WHAT IS BEING ASKED. Word for word, output the data that follows.

◆ ◆ ◆ ◆

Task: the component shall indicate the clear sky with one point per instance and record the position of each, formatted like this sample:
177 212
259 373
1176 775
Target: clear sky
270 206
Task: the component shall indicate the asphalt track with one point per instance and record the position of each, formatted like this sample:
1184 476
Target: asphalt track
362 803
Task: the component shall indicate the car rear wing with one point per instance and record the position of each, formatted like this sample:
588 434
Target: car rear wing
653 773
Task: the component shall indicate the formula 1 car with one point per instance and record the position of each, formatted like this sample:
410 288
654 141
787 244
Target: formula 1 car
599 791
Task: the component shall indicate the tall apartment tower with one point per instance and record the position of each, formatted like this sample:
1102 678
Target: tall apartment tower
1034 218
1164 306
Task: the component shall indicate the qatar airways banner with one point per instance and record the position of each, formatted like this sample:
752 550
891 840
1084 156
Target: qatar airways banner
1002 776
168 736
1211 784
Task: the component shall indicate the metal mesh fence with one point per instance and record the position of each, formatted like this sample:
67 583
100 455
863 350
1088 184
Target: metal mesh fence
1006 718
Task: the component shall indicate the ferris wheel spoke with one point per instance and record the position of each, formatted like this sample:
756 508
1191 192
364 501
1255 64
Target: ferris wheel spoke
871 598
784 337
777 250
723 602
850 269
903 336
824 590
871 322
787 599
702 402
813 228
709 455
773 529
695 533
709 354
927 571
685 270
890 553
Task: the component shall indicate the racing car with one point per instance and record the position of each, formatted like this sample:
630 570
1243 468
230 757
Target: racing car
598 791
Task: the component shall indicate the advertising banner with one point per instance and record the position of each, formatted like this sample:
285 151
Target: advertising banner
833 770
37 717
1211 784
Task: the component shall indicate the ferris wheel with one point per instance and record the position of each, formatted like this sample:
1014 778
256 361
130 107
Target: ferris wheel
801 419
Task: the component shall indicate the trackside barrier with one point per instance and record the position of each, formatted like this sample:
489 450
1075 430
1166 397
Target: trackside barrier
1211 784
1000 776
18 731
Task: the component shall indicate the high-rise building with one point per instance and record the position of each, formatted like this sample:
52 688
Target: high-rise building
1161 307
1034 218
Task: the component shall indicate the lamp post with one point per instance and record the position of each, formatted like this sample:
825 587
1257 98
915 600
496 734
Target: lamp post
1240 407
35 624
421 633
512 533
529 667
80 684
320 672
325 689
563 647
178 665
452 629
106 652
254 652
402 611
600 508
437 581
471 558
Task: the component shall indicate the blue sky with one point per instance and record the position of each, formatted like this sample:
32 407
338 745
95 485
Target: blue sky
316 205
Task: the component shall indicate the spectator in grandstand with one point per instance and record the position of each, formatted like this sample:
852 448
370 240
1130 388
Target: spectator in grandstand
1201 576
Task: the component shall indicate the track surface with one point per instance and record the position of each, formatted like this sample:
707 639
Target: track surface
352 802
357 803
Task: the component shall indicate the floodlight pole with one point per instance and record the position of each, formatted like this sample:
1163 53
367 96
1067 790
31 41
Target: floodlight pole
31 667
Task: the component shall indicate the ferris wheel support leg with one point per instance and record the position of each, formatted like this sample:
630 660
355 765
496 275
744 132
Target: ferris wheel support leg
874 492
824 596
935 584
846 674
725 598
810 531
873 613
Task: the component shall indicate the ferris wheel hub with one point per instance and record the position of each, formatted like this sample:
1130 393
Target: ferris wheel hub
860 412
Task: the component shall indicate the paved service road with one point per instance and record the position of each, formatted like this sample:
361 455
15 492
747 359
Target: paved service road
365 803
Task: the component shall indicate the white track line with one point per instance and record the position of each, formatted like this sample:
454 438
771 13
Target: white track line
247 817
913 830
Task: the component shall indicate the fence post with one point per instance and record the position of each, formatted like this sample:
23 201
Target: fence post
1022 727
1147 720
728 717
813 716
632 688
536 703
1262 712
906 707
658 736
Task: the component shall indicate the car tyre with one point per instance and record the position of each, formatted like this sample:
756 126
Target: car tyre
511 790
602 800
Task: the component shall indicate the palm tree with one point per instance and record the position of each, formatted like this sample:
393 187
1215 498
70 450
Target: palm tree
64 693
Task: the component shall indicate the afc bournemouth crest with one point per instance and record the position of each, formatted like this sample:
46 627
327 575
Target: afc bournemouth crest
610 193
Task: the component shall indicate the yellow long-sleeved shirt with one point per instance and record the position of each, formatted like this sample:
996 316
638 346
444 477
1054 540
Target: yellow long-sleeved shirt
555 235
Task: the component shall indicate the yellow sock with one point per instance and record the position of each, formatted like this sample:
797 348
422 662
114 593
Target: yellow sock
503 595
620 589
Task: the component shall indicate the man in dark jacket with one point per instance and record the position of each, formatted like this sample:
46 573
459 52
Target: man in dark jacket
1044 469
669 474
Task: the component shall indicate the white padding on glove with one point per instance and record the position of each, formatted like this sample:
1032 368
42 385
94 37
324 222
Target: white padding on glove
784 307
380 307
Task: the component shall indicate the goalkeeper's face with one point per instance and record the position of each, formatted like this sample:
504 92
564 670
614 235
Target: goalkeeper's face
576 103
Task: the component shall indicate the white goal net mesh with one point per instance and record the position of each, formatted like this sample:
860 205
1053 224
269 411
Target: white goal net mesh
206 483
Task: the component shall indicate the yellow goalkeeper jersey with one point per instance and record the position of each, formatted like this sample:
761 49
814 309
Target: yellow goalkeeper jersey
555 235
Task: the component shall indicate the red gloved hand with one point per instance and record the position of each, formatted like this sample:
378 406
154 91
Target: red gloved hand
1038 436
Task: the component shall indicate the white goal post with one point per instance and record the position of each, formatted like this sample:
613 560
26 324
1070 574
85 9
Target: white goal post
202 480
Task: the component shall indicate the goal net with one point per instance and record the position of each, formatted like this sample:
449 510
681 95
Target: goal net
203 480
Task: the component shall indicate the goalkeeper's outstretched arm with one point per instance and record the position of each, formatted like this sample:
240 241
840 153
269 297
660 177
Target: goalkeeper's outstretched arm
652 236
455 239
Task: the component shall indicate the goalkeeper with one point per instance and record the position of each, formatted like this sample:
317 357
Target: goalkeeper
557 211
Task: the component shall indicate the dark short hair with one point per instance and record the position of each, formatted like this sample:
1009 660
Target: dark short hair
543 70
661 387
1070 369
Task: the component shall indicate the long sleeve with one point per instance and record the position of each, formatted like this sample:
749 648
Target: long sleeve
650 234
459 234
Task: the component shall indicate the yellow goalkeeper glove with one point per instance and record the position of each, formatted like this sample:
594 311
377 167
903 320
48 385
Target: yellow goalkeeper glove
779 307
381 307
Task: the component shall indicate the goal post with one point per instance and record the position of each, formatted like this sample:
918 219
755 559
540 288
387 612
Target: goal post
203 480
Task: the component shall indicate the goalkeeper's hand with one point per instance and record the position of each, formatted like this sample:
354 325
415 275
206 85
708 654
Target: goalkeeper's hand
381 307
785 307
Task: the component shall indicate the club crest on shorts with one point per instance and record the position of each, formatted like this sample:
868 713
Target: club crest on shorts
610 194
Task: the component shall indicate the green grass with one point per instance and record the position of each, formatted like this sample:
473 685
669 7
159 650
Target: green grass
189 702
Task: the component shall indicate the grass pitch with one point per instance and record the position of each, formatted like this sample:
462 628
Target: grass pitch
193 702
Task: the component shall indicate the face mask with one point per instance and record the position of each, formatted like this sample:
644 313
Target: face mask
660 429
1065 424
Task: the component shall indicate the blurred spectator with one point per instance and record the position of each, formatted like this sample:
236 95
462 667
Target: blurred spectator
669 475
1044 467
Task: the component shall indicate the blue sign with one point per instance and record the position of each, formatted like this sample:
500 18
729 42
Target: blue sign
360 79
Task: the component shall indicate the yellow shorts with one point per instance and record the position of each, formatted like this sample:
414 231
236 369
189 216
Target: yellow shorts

◆ ◆ ◆ ◆

RESPONSE FOR THIS EXERCISE.
Task: the component shall indicate the clear sky with one point per instance and record the position of each, formatted like this sample:
177 212
259 373
1176 775
Target: clear sky
270 206
Task: the component shall indicate the asphalt track with one point per instance and record the position of each, formatted like this sample:
1184 476
Target: asphalt track
362 803
Task: the component shall indicate the car rear wing with one point per instance and record the position of each, formatted like this sample:
588 434
Target: car rear wing
653 773
Task: the component shall indicate the formula 1 car with one point per instance and record the position of each, formatted like this sample:
410 288
654 141
787 244
Target: formula 1 car
599 791
Task: the component shall indicate the tall apartment tower with one point per instance and record the position of each, formatted like this sample:
1102 678
Target: tall apartment tower
1034 218
1164 306
Task: the component shall indicate the qatar airways banner with one point per instance and record the position of each, formatted like this sample:
752 550
891 840
1084 156
Target: qatar airways banner
1002 776
168 736
1211 784
Task: the component shall indicate the metal mesh fence with one point per instance and record the position of each, formatted like this sample:
67 583
100 455
863 350
1088 184
Target: metal mesh fence
1006 718
Task: the component shall indicate the ferris wheel spoke with one point per instance and record the position of each, formatted like this sample:
756 508
1191 192
364 501
1255 64
Target: ferris wheel spoke
871 598
784 337
777 250
723 602
850 269
903 336
824 590
871 322
787 599
702 402
813 228
709 455
773 529
695 533
709 354
927 571
685 270
890 553
Task: the component shall indicate the racing car with one point per instance and record the position of each, formatted like this sample:
630 570
1243 468
230 757
Target: racing car
598 791
Task: the component shall indicate the advertising banner with one point per instance and record the position of each, formatted like this sample:
285 151
Target: advertising banner
833 770
37 717
1211 784
Task: the component shall indicate the ferris wheel with one point per instance and record the position of each, formatted like this sample:
1014 778
256 361
130 107
Target: ferris wheel
801 419
Task: the component shall indicate the trackside barrier with one point per instance and record the position of each, formatted like this sample:
489 450
1075 430
1166 397
Target: trackside barrier
1211 784
1000 776
18 731
Task: the component shall indicate the high-rise building with one point per instance and record the position of each, formatted like this sample:
52 688
Target: high-rise building
1161 307
1034 218
Task: the component shall indicate the lamp post with one point per instance and record the position of each, formatted like this sample:
825 587
1257 98
915 600
496 734
Target: lamp post
1240 407
35 624
421 633
512 533
529 667
80 684
320 672
325 689
563 647
178 665
452 629
106 652
254 652
402 611
600 508
437 581
471 558
Task: the component shall indicate the blue sky with one point per instance and record the position of each, formatted like this sample:
32 407
338 745
95 485
Target: blue sky
316 205
Task: the component shall indicate the spectator in grandstand with one point per instance and record the position of each, formatted like this sample:
852 448
370 240
1130 388
Target: spectator in grandstand
1201 576
Task: the component shall indicate the track surface with one point per instance and record the position of each, formatted like this sample:
707 639
Target: track surface
352 802
357 803
Task: the component shall indicate the floodlight pole with one point per instance and record the position of each, formatted like this sample:
1163 53
367 96
1067 790
31 41
Target: floodlight pole
31 667
Task: the component shall indicate the ferris wheel support leg with one point per instance and record the position of each, formatted like this sample:
630 660
355 765
496 275
744 132
Target: ferris wheel support leg
874 492
824 596
935 584
846 674
725 598
810 531
873 613
Task: the component shall indicate the ferris wheel hub with one point per instance and record the position of each, formatted like this sample:
1130 393
Target: ferris wheel hub
860 412
Task: the component shall indicate the paved service road with one point per instance and record the position of each, formatted like this sample:
361 455
15 492
747 359
Target: paved service road
365 803
Task: the component shall indicate the white track line with one point per instance and record the position of each, formatted like this sample:
454 438
771 13
Target: white track line
247 817
913 830
Task: the component shall indicate the fence post with one point per instance and record the position of each, formatted like this sample:
23 201
Target: fence post
1022 727
1147 720
728 717
813 716
632 688
536 703
1262 712
906 707
658 736
Task: the component shall indicate the car tyre with one point per instance and record the position of each, formatted like this sample:
756 126
Target: car tyre
511 790
602 800
Task: the component shall indicate the palm tree with one point per instance and record the position of each, formatted like this sample:
393 187
1215 498
70 450
Target: palm tree
64 693
Task: the component shall indicate the afc bournemouth crest with one point per instance and record the position of each, formatted like this sample:
46 627
327 575
Target: afc bournemouth crest
610 193
Task: the component shall indicate the yellow long-sleeved shirt with one point per instance and record the position of each, formatted like this sample:
996 316
638 346
444 477
1054 540
Target: yellow long-sleeved shirt
555 235
Task: the component shall indicate the yellow sock with one point per instance and record the position of each, formatted like this sample:
797 348
422 662
114 593
Target: yellow sock
503 595
620 589
Task: the component shall indicate the man in dark jacket with one point per instance and record the position of each, formatted like this sample:
46 573
459 52
Target: man in dark jacket
1044 469
669 474
Task: the component shall indicate the white padding on glove with one point per instance and record the position of each, formatted like this sample:
1032 368
42 385
94 37
324 222
Target: white padding on glove
784 307
380 307
Task: the component shall indicate the goalkeeper's face with one point per instance and record the position of each, formatted like this sample:
504 92
564 670
614 235
Target: goalkeeper's face
576 103
Task: the component shall indicate the white goal net mesh with one point per instance and record the position of each, formatted like this sample:
860 205
1053 224
269 411
Target: white goal net mesh
206 483
Task: the component shall indicate the yellow goalkeeper jersey with one point per instance and record the position of each, formatted like this sample:
761 49
814 309
Target: yellow goalkeeper jersey
555 235
Task: the component shall indicate the red gloved hand with one point per instance and record the position of each, formatted like this sample:
378 406
154 91
Target: red gloved hand
1038 436
Task: the component shall indicate the white goal post with one point per instance and record the position of each, formatted like this sample:
613 560
26 324
1070 574
85 9
Target: white goal post
202 480
Task: the component shall indicate the goal net with one point per instance and record the position of each, formatted like this sample:
449 510
681 95
Target: goal net
203 480
Task: the component shall indicate the goalkeeper's outstretched arm with one point per instance and record the position of each, formatted like this sample:
240 241
840 153
269 297
660 177
Target: goalkeeper's outstretched arm
652 236
455 239
Task: the component shall indicate the goalkeeper with one point per instance and record the position of each, formatted like this sample:
317 357
Target: goalkeeper
557 211
Task: the component shall indicate the dark short hair with one point per instance and record the position of each, formatted like this sample:
1009 660
Target: dark short hair
543 70
661 387
1070 369
Task: the component shall indicate the long sleeve with one point per instance and record the position of each, formatted like this sample:
749 648
Target: long sleeve
650 234
459 234
Task: the component shall indicate the yellow goalkeeper glove with one point per instance and record the position of each, formatted like this sample:
594 311
377 167
903 320
48 385
Target: yellow goalkeeper glove
779 307
381 307
Task: the component shall indicate the goal post with one point per instance and record the position of each, formatted like this sample:
918 219
755 559
540 288
387 612
Target: goal post
203 480
Task: the component shall indicate the goalkeeper's hand with one point per instance and record the position of each, formatted like this sample:
354 325
415 275
206 85
708 654
Target: goalkeeper's hand
381 307
785 307
Task: the component shall indicate the club crest on shorts with one point per instance and record the position of each, formatted like this sample:
868 713
Target: club crest on shorts
610 194
Task: the component shall indicate the green grass with one point per instance and record the position of each, formatted like this sample:
473 685
669 7
159 650
Target: green grass
189 702
Task: the component shall indicate the grass pitch with one point per instance and record the position of each, formatted like this sample:
462 628
Target: grass pitch
193 702
Task: the component shall indicate the face mask with one point per instance and record the position of each, formatted like this sample:
644 313
Target: face mask
660 429
1065 424
Task: the component shall indicate the blurred spectator with one point per instance and record the position of each, formatted like this sample:
236 95
462 667
Target: blurred spectator
669 475
1044 467
Task: the component shall indicate the blue sign with one point per instance and record the position of each, formatted like this sample:
500 18
729 42
Target: blue sign
360 79
Task: the component shall indicate the yellow shorts with one point per instance and record the position of each, formatted like this sample:
414 231
236 369
189 216
Target: yellow shorts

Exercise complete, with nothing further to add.